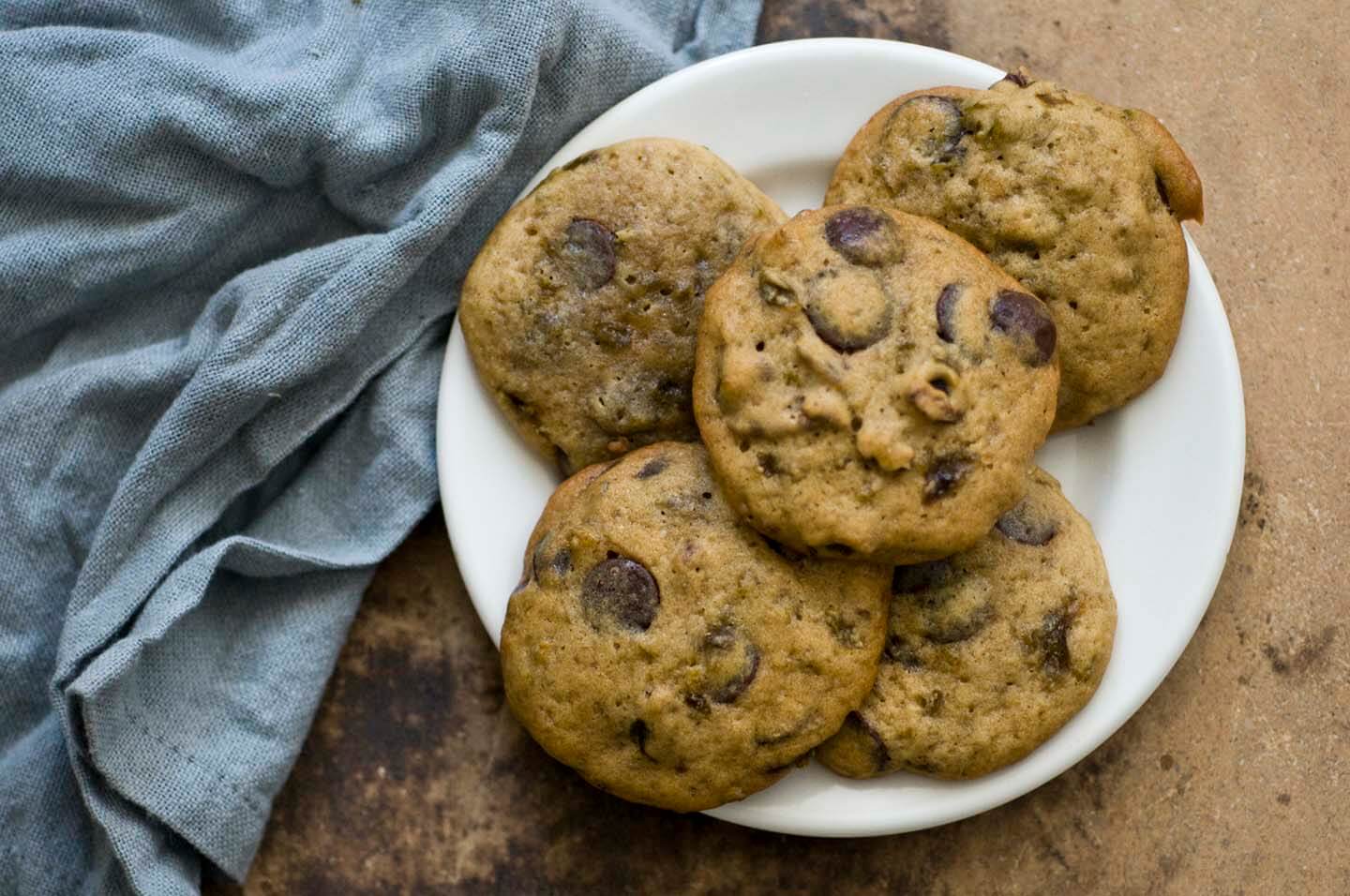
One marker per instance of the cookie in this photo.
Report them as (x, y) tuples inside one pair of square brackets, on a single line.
[(990, 652), (872, 386), (580, 309), (1077, 200), (668, 652)]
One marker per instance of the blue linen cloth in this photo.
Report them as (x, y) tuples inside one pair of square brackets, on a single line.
[(231, 236)]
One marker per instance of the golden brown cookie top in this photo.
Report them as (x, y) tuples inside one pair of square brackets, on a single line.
[(988, 652), (582, 306), (871, 386), (1076, 199), (668, 652)]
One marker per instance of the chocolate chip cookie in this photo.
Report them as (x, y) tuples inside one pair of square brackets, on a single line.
[(669, 653), (871, 386), (582, 306), (988, 652), (1076, 199)]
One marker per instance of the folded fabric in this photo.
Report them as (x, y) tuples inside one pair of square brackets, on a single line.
[(231, 238)]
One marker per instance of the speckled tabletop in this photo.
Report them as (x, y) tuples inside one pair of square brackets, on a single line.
[(1232, 779)]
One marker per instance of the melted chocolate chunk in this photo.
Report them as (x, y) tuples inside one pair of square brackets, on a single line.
[(589, 252), (1024, 525), (580, 159), (834, 334), (653, 467), (620, 590), (950, 628), (899, 650), (947, 312), (1025, 320), (880, 755), (1052, 638)]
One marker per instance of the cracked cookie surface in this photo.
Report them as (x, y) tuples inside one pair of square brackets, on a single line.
[(668, 652), (580, 309), (1077, 200), (990, 652), (871, 386)]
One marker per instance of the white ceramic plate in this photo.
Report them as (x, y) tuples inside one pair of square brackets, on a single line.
[(1160, 479)]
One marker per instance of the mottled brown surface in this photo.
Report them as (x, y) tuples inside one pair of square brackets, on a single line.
[(1230, 780)]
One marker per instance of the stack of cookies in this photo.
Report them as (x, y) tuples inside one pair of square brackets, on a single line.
[(802, 513)]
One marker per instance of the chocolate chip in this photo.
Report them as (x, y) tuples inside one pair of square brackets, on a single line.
[(732, 663), (580, 159), (921, 576), (899, 650), (1052, 638), (862, 235), (563, 462), (613, 334), (947, 312), (769, 463), (836, 334), (939, 119), (1022, 524), (880, 754), (1024, 319), (638, 732), (620, 590), (930, 702), (652, 467), (942, 476), (844, 632), (948, 626), (782, 549), (933, 399), (589, 252), (795, 730)]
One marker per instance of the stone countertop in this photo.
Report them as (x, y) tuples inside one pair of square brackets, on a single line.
[(1232, 779)]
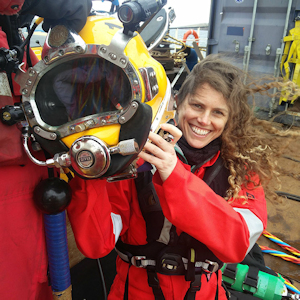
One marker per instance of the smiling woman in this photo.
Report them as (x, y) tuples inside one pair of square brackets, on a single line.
[(203, 116)]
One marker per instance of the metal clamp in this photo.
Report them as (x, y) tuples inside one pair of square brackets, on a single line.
[(212, 266), (137, 261)]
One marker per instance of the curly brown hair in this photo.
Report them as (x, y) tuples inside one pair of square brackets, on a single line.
[(245, 149)]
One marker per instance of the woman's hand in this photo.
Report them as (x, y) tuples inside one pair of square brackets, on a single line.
[(161, 153)]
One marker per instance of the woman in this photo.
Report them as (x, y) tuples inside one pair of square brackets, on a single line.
[(204, 205)]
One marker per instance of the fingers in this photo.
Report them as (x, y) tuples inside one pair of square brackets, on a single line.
[(174, 131)]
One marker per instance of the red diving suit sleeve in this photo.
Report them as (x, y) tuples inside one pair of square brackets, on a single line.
[(96, 220), (229, 230)]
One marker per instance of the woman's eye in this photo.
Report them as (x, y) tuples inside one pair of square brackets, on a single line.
[(197, 105), (218, 112)]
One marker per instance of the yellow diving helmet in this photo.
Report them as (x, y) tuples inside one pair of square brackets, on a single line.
[(93, 98)]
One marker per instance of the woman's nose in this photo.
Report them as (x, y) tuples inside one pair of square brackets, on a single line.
[(204, 119)]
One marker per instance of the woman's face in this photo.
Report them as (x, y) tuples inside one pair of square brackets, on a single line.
[(202, 117)]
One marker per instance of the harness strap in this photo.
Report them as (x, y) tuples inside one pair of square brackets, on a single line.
[(154, 283), (144, 262), (194, 288)]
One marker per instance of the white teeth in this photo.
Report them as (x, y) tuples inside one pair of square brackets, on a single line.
[(200, 131)]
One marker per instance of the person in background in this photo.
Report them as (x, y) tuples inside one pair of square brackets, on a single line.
[(204, 205), (23, 257)]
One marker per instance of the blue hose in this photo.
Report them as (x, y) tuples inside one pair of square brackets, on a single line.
[(57, 248)]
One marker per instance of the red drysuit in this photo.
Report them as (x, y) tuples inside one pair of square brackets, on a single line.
[(100, 212)]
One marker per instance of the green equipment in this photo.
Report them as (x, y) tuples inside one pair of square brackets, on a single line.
[(251, 280)]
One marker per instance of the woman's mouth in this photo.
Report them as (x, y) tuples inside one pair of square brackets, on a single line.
[(200, 131)]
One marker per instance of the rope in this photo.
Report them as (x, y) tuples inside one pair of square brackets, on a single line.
[(282, 244)]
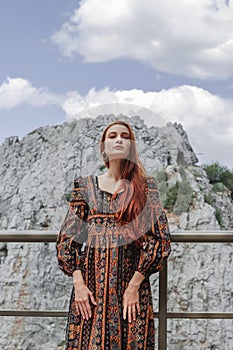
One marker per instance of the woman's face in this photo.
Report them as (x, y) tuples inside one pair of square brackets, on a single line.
[(117, 142)]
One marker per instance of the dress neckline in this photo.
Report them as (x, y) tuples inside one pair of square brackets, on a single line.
[(100, 189)]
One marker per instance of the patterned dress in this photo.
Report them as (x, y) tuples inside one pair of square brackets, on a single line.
[(91, 240)]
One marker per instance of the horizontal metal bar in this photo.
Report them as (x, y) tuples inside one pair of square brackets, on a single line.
[(226, 315), (181, 236), (33, 313), (48, 313), (28, 236), (203, 236)]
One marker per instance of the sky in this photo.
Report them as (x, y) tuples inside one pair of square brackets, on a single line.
[(63, 59)]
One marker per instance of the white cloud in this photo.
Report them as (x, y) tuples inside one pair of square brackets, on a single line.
[(16, 91), (206, 118), (192, 38)]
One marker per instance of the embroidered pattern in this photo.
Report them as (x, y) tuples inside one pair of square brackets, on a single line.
[(108, 266)]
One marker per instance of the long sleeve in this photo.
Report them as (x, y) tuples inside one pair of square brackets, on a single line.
[(73, 232), (157, 247)]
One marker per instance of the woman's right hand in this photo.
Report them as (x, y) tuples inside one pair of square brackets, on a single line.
[(82, 294)]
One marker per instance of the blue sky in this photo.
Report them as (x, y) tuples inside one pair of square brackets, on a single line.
[(61, 58)]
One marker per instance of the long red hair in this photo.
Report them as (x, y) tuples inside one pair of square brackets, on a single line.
[(132, 170)]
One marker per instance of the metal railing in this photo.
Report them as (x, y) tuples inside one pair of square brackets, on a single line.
[(163, 315)]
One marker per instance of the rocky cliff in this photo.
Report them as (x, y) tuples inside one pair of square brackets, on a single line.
[(36, 178)]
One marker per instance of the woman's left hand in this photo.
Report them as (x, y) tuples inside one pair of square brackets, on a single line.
[(131, 302)]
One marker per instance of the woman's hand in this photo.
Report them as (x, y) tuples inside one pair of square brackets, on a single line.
[(131, 302), (82, 294)]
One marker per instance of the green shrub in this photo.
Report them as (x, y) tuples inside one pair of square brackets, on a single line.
[(219, 217), (218, 173), (208, 198), (171, 197)]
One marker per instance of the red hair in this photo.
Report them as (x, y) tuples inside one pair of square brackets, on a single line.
[(132, 170)]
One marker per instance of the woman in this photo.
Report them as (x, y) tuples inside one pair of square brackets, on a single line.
[(115, 235)]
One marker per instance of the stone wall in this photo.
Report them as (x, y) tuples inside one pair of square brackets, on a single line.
[(36, 178)]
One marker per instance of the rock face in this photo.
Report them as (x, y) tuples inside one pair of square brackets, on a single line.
[(36, 178)]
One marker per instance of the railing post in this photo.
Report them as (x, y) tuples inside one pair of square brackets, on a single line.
[(162, 339)]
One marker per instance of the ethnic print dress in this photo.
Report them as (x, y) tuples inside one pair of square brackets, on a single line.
[(90, 240)]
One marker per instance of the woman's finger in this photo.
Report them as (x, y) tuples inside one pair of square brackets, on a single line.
[(77, 307), (84, 306), (93, 299), (129, 313), (124, 311), (134, 312), (138, 308), (81, 309), (88, 308)]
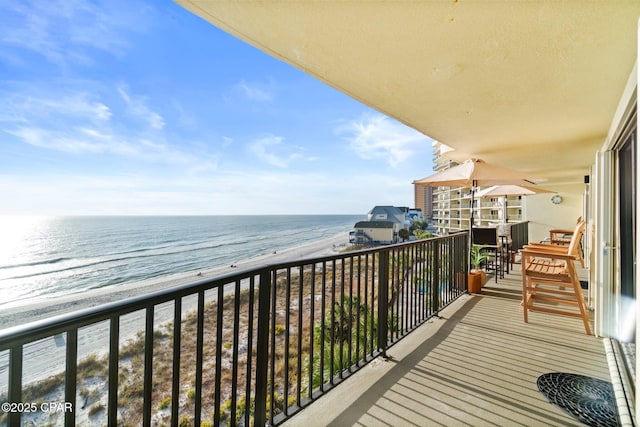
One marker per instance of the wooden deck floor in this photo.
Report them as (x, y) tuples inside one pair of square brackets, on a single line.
[(476, 365)]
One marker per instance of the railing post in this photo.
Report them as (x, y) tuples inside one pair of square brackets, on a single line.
[(435, 300), (15, 383), (383, 301), (262, 348)]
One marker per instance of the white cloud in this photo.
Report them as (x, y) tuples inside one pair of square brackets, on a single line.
[(378, 137), (137, 107), (65, 31), (265, 149), (256, 91)]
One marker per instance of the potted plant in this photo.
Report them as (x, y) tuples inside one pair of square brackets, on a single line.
[(477, 277)]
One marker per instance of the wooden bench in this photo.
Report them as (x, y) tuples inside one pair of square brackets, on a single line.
[(549, 279)]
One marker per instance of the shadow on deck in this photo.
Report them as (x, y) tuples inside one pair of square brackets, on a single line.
[(475, 365)]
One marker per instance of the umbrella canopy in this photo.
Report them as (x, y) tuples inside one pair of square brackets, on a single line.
[(473, 173), (510, 190), (476, 172)]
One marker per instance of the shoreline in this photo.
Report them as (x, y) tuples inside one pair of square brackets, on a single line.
[(38, 310)]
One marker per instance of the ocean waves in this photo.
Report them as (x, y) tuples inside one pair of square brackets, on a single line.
[(69, 255)]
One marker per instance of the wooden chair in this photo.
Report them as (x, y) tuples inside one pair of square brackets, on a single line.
[(562, 237), (549, 277)]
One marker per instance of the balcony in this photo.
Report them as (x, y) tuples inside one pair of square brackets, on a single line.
[(249, 348), (386, 345), (476, 364)]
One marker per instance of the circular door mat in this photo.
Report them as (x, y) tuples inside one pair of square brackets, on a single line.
[(587, 399)]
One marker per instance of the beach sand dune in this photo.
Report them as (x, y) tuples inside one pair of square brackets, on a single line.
[(46, 357), (17, 315)]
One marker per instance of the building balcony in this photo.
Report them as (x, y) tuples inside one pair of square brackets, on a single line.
[(392, 334), (476, 364)]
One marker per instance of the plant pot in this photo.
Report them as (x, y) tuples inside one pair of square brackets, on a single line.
[(483, 274), (474, 282)]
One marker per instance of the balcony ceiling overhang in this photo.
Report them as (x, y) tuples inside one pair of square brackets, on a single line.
[(533, 84)]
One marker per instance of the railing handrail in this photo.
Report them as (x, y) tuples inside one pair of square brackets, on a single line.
[(83, 317), (409, 280)]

::::::

### PROBLEM STATEMENT
Can you copy the records again word for word, starting at the line that contains "One marker per instance of the mottled" and ending at the line that contains "[(802, 513)]"?

### CORRECT RESPONSE
One marker per instance of the mottled brown surface in this photo.
Report them as (x, y) tuples inside one pair of square brackets, on a single line.
[(1230, 780)]
One marker per instance of the stack of cookies in this photo.
Report them as (x, y) tuples inside one pair of square brackets, on a single line.
[(802, 513)]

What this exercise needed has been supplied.